§ **What you should do**:
Can you rewrite the rows from the start through the line containing "57), (237, 42)]", requests included, scaling every coordinate in the answers by 0.7 and rounding to whole numbers, with halves rounded up? Leave the numbers in the requests and their format samples as they are.

§ **Given records**:
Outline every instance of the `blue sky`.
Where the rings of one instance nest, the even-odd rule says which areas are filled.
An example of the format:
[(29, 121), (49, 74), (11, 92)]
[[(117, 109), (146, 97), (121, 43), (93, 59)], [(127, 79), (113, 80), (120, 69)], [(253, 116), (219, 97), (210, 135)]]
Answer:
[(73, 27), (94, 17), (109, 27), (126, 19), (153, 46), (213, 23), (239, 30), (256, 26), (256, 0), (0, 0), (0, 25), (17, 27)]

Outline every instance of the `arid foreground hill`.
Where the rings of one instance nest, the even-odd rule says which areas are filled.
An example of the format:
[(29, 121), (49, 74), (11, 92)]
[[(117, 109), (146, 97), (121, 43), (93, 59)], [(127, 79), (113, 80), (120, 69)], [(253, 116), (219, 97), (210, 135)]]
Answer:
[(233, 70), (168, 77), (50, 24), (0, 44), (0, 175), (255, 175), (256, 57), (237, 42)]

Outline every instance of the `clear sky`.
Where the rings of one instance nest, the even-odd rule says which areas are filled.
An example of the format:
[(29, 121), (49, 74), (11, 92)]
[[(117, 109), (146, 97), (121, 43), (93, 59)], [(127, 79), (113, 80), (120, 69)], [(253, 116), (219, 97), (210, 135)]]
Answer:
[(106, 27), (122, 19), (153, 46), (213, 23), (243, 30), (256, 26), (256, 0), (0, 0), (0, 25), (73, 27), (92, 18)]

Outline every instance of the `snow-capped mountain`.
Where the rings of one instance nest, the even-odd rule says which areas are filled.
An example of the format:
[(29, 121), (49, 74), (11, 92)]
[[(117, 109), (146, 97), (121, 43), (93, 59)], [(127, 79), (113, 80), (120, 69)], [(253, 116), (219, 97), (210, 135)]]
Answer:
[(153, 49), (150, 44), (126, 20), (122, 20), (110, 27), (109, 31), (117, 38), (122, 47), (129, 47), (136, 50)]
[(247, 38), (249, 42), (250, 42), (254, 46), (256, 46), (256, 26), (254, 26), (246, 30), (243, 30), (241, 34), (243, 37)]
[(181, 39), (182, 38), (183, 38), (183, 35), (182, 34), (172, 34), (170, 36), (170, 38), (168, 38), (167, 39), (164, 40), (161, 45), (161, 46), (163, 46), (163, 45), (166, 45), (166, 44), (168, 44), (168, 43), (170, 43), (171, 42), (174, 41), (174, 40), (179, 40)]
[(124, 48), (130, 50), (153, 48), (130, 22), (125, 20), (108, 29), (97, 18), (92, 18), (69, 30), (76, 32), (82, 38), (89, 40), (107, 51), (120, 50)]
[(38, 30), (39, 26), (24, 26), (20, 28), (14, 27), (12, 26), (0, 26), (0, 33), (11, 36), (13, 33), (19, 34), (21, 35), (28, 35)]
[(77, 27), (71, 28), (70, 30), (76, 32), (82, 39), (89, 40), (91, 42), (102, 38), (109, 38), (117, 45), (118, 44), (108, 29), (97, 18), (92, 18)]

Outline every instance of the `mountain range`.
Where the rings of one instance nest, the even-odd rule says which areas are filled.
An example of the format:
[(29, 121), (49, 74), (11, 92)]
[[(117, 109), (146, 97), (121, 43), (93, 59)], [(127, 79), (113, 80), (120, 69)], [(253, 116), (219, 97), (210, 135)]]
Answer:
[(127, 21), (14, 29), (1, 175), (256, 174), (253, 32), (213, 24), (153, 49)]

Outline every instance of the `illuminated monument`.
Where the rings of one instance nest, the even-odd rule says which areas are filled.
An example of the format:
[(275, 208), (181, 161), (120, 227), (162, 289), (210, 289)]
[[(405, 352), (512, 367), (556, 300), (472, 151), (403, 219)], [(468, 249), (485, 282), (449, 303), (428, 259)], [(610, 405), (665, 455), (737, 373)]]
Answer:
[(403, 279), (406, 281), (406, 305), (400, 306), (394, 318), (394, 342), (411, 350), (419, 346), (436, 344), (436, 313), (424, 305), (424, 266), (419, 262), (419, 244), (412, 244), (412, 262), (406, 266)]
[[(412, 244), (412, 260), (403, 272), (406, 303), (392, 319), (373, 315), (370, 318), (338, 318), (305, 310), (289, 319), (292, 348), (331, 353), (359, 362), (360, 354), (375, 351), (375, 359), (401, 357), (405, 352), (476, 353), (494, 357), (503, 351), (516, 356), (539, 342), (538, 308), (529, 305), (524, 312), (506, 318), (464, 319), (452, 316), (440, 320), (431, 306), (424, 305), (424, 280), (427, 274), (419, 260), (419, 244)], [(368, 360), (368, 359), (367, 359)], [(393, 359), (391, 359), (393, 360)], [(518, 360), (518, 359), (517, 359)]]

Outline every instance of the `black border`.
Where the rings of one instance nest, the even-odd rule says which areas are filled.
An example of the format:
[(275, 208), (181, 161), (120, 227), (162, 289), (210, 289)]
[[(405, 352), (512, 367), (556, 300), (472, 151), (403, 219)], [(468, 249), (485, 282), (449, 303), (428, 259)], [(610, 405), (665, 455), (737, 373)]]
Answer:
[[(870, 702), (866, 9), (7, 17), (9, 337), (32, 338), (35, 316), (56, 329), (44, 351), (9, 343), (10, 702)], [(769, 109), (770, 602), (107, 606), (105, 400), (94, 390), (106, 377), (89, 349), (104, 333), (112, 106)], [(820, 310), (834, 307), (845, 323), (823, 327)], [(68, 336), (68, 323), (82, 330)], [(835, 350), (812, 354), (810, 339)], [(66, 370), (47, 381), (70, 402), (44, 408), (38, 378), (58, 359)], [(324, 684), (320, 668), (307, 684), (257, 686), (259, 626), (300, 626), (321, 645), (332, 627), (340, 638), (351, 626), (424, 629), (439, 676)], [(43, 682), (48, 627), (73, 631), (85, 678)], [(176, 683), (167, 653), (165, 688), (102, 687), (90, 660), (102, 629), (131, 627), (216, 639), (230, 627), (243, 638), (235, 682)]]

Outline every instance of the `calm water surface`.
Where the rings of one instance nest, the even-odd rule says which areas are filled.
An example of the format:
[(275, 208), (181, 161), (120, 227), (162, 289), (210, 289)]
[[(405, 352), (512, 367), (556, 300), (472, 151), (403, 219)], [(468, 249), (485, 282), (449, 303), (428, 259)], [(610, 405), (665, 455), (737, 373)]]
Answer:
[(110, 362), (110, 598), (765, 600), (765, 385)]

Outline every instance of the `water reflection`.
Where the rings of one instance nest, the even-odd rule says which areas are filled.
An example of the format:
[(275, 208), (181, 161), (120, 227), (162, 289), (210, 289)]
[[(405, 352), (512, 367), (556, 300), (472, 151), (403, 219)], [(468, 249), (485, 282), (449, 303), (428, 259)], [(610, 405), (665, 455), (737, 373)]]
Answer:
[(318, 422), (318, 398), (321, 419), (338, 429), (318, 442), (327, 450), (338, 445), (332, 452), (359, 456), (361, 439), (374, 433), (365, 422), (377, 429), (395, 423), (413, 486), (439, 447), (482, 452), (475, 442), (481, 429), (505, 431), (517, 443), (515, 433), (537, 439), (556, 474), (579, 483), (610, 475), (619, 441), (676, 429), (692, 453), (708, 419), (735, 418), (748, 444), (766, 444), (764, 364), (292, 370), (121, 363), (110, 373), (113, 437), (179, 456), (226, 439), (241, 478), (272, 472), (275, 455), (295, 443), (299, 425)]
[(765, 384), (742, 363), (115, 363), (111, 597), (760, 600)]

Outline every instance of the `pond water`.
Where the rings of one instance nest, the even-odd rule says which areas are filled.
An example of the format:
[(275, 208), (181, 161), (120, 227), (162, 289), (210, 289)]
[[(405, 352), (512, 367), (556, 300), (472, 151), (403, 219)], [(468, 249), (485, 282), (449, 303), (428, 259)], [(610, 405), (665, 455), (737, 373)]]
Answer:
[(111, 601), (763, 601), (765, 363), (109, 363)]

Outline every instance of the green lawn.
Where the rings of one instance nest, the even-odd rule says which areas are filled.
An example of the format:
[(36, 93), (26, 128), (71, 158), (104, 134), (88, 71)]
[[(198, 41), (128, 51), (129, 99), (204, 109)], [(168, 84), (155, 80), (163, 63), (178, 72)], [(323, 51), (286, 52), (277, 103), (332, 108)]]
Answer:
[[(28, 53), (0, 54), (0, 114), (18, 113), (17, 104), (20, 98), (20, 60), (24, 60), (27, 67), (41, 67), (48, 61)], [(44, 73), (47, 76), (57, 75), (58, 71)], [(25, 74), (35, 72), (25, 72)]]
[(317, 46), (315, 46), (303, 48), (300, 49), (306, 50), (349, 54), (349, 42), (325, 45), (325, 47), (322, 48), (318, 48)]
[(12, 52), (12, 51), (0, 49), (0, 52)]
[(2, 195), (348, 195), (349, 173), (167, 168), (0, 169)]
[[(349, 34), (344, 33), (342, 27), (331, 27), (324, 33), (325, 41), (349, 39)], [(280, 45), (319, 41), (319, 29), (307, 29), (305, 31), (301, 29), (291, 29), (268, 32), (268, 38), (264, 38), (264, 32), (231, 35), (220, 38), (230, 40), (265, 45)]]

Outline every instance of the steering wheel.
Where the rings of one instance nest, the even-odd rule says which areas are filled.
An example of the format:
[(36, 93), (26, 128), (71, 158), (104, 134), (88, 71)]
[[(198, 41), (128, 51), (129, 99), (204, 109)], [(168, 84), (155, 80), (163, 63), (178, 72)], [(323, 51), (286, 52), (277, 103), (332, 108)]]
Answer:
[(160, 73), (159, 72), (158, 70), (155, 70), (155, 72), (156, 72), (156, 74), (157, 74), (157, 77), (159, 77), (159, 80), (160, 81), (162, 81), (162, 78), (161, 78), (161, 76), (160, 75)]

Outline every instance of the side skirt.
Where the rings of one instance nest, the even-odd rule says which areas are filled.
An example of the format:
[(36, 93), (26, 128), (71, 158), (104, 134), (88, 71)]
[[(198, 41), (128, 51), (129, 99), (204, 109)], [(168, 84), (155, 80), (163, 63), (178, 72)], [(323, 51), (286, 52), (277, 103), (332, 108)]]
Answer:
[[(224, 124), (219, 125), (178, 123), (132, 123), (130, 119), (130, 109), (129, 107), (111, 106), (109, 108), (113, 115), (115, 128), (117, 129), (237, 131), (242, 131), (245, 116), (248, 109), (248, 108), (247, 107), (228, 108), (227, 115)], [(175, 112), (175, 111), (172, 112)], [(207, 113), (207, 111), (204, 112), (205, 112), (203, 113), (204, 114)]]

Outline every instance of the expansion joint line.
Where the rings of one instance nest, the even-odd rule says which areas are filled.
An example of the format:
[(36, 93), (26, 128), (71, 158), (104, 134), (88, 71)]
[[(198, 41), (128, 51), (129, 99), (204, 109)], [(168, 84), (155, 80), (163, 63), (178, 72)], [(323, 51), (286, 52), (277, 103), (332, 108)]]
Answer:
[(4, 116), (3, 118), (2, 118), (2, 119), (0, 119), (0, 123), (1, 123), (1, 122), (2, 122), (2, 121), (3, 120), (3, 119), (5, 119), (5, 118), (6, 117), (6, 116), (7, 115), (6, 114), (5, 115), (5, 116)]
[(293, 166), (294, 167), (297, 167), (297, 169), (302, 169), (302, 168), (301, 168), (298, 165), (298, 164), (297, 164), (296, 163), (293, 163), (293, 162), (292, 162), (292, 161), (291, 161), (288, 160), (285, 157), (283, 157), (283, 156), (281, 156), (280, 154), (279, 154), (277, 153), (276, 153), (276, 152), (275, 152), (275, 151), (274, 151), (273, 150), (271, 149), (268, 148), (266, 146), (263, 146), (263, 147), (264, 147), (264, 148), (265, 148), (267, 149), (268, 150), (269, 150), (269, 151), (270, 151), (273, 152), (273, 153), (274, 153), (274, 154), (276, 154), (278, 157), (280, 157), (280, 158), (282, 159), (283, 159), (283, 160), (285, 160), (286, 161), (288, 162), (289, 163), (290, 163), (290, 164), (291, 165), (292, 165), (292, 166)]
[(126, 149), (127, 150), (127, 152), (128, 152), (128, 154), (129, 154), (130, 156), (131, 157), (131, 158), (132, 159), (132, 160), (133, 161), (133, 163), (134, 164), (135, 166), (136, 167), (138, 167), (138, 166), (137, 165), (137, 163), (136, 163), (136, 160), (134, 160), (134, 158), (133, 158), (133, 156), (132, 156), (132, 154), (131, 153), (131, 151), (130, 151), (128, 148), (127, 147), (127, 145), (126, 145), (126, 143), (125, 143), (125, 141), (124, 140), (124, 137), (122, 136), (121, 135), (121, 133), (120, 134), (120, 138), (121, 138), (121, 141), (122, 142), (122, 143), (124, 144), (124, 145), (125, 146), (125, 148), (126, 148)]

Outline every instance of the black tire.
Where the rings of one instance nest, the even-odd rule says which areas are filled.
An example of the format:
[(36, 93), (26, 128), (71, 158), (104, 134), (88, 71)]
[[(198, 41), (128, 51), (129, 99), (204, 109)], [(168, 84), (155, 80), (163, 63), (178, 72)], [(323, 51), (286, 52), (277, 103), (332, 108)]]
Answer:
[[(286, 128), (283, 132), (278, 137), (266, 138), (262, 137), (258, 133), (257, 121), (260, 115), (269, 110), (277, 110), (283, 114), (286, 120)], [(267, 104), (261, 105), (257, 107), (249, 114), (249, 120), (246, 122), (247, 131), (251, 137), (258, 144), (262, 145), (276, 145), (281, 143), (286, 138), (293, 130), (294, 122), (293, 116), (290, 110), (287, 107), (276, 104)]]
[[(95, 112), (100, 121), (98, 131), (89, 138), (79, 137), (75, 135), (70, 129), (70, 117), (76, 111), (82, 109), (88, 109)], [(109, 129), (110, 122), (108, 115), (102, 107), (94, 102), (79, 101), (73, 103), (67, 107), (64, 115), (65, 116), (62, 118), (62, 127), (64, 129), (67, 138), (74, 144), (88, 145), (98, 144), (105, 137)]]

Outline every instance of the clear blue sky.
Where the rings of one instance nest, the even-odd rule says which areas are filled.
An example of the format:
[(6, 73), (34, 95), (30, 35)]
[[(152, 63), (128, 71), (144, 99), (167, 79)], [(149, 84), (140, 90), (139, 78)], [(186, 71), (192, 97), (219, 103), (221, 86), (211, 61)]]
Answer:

§ **Output below**:
Outline every instance of the `blue sky`.
Where the rings of one instance nest, the even-odd rule says which areas are filled.
An example of the format:
[(29, 121), (49, 74), (11, 92)]
[[(117, 109), (146, 97), (121, 43), (93, 59)], [(127, 79), (113, 80), (120, 69)], [(253, 116), (219, 97), (210, 135)]]
Answer:
[(51, 19), (66, 12), (76, 19), (88, 13), (107, 32), (149, 16), (167, 21), (179, 18), (179, 0), (0, 0), (0, 18), (12, 19)]

Outline every instance of the `arid foreground hill`.
Where the rings of one instance nest, the even-odd rule says which areas are filled.
An example of the format:
[(29, 121), (49, 74), (11, 92)]
[[(117, 109), (146, 97), (121, 43), (93, 59)], [(127, 79), (113, 80), (120, 69)], [(253, 116), (219, 97), (210, 135)]]
Answer:
[(163, 49), (118, 54), (35, 17), (0, 31), (0, 123), (179, 123), (179, 40), (166, 29)]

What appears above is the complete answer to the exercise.